-- TO DO --
Would you pull out every line of the material that contains the string "beige"?

-- EXERCISE MATERIAL --
▼▼▼

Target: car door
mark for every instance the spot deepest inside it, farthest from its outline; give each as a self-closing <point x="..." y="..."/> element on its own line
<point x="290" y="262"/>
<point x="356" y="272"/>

▲▲▲
▼▼▼

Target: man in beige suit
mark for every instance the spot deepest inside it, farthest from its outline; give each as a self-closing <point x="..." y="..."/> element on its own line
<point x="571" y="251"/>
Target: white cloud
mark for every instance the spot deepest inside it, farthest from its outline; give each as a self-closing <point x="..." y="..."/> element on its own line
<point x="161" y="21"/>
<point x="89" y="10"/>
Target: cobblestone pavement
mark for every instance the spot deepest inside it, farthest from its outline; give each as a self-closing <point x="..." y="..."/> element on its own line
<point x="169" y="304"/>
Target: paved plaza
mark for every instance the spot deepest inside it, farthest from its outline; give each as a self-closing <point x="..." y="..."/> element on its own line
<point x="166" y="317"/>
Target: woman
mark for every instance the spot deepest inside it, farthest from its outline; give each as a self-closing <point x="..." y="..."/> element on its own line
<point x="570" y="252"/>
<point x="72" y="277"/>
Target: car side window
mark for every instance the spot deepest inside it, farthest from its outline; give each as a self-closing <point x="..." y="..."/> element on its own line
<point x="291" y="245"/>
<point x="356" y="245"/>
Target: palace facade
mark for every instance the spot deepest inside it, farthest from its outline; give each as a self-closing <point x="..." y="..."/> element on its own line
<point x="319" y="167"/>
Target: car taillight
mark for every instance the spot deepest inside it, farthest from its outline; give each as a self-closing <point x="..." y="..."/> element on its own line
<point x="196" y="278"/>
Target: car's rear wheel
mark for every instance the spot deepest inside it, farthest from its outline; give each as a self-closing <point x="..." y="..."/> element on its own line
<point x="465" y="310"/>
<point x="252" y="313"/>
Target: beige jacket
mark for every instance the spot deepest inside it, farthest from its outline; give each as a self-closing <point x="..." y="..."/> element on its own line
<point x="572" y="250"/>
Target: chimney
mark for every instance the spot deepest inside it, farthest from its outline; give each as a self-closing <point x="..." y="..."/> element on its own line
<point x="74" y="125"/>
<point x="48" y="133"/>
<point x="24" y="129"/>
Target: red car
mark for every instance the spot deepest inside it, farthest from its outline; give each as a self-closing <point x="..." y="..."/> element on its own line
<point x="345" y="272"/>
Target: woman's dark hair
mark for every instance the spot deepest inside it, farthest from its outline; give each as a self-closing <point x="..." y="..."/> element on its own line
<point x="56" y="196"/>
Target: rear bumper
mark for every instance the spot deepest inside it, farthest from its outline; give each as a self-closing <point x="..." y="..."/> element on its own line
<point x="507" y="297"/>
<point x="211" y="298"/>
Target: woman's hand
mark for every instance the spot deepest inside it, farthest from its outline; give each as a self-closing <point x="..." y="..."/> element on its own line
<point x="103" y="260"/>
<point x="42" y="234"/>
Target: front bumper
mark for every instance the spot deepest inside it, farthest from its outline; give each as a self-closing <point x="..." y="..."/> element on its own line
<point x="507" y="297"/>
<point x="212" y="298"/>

▲▲▲
▼▼▼

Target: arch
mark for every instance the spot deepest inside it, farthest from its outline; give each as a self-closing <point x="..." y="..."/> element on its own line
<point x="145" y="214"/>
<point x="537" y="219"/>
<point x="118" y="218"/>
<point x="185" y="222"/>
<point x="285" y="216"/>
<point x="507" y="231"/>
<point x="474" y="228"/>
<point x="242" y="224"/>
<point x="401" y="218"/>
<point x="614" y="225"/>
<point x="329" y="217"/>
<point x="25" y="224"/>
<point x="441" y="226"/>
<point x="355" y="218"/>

▲▲▲

-- THE ANSWER --
Target: man in beige suit
Target: beige jacket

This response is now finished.